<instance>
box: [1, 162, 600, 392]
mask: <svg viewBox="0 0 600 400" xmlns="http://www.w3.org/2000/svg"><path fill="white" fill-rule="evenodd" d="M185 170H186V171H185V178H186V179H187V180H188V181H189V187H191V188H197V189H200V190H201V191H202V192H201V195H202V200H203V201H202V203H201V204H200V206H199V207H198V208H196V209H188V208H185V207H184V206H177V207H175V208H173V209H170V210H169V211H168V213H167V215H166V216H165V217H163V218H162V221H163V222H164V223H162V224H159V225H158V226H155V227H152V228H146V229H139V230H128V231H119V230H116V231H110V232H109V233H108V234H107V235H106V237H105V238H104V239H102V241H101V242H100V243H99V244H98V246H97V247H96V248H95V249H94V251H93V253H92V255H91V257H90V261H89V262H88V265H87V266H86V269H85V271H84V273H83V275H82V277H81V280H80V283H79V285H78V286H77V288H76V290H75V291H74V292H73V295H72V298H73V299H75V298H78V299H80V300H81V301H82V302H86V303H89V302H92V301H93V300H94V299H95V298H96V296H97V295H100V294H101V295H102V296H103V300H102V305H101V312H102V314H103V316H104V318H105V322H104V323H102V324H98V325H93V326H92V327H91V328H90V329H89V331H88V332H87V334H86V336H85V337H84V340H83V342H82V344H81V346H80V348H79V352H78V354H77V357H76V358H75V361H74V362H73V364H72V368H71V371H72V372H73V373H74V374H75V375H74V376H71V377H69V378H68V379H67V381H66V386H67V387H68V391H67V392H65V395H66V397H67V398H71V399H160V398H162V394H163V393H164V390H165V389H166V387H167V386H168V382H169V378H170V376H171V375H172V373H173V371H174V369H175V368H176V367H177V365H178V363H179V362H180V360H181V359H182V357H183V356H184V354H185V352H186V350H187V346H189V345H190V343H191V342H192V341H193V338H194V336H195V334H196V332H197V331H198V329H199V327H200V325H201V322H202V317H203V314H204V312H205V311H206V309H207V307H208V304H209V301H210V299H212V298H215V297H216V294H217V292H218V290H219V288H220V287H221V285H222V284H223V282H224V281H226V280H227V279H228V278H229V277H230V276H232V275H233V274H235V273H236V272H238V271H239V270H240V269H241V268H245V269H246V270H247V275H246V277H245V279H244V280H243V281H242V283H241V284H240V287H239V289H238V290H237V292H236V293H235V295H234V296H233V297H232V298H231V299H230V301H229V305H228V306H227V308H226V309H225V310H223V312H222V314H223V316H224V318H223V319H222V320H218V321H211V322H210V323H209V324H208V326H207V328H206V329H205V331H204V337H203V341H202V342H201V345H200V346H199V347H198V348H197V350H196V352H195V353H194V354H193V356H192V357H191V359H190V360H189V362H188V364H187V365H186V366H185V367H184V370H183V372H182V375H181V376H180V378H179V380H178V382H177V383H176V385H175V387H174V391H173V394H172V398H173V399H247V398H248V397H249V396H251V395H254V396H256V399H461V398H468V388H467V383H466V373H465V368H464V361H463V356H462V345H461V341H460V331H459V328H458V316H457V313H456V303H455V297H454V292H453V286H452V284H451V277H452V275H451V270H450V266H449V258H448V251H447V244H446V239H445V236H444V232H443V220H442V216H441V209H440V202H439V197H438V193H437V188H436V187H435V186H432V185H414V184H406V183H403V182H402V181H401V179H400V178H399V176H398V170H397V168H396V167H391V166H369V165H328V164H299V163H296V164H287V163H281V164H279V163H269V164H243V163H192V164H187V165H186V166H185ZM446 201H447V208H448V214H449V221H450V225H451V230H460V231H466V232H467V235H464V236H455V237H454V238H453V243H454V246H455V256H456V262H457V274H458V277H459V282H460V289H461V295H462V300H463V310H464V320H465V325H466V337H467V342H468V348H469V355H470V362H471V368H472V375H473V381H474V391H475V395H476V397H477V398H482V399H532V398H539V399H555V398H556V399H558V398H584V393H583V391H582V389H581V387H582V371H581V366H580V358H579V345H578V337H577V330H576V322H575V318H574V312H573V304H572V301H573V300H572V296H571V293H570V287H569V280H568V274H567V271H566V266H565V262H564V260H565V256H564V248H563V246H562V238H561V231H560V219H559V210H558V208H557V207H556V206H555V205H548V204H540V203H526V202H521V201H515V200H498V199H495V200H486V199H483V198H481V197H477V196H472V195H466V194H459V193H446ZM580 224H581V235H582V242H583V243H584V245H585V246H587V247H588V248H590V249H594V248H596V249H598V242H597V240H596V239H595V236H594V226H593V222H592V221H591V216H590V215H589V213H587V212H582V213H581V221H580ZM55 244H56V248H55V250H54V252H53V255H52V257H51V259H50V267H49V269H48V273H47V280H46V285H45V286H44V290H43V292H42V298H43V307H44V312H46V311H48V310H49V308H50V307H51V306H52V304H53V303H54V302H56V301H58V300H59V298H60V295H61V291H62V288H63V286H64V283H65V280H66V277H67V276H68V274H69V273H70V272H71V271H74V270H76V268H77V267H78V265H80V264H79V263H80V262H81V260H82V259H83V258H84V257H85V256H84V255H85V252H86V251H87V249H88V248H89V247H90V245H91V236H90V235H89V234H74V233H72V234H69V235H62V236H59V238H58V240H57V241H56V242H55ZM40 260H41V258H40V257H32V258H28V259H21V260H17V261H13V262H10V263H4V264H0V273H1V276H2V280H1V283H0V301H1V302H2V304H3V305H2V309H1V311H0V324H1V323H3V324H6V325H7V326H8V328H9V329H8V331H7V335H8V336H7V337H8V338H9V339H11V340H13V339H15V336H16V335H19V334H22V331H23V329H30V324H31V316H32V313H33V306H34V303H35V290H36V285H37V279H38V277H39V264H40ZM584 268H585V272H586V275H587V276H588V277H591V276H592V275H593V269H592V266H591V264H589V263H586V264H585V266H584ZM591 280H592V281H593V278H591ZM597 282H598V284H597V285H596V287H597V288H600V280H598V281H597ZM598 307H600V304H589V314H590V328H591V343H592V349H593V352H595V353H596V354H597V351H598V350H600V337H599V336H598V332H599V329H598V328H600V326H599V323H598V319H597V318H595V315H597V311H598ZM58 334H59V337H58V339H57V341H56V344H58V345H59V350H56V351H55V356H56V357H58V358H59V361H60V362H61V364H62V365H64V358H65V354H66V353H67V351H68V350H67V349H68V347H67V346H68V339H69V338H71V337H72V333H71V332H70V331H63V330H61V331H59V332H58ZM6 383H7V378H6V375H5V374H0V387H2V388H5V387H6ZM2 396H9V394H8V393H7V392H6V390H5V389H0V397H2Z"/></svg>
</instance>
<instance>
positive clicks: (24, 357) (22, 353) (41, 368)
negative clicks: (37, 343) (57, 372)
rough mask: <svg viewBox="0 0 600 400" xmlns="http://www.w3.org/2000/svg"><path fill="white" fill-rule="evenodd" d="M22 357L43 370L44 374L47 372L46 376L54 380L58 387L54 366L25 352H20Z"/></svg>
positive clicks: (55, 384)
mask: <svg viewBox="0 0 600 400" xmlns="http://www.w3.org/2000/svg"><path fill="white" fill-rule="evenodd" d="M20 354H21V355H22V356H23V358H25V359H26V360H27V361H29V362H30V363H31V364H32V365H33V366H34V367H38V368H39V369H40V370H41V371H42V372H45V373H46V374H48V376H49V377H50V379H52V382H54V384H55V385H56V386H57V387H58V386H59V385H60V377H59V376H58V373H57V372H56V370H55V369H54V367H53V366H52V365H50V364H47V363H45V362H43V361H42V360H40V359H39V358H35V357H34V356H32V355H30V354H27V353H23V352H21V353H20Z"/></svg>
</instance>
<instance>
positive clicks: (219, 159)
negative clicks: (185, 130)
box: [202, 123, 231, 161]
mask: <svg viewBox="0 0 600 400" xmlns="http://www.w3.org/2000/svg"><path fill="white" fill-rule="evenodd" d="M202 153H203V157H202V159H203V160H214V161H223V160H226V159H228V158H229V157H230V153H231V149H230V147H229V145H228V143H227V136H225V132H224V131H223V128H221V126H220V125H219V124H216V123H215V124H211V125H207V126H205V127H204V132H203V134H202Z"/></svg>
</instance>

————

**Exercise directions**: Across the entries, how many lines hold the word "clicks"? Say only the number.

**Output of the task**: 5